Stored entries from a collection.
+-------+
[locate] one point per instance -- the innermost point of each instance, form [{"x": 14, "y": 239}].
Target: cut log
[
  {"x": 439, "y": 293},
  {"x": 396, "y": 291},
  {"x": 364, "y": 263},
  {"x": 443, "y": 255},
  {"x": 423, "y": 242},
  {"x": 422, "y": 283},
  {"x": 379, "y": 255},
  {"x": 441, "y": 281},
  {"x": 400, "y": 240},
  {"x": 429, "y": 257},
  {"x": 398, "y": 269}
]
+-------+
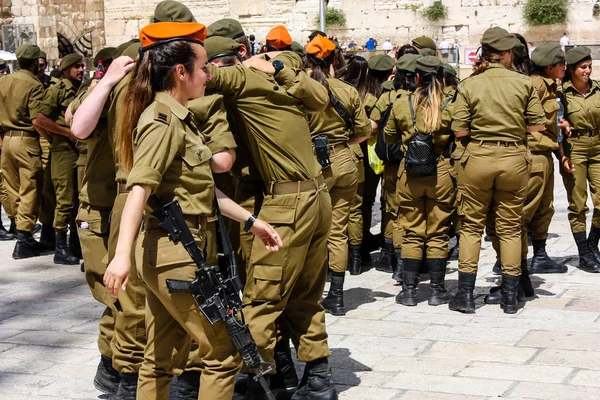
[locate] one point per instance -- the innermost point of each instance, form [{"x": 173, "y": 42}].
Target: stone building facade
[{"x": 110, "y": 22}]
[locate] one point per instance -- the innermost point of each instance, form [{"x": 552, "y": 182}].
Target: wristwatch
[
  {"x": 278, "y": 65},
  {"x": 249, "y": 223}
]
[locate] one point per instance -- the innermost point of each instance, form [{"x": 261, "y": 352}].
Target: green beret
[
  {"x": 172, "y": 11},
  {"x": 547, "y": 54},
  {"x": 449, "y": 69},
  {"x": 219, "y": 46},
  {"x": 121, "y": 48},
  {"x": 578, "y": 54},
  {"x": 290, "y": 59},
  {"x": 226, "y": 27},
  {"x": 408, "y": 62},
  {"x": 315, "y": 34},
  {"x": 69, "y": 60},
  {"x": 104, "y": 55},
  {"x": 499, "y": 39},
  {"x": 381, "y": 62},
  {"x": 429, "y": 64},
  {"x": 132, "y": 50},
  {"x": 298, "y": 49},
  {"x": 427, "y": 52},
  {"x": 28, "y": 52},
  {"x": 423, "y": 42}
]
+-------+
What to produce. Count the lines in the entries above that contain the word "Target", and reply with only that number.

Result. 4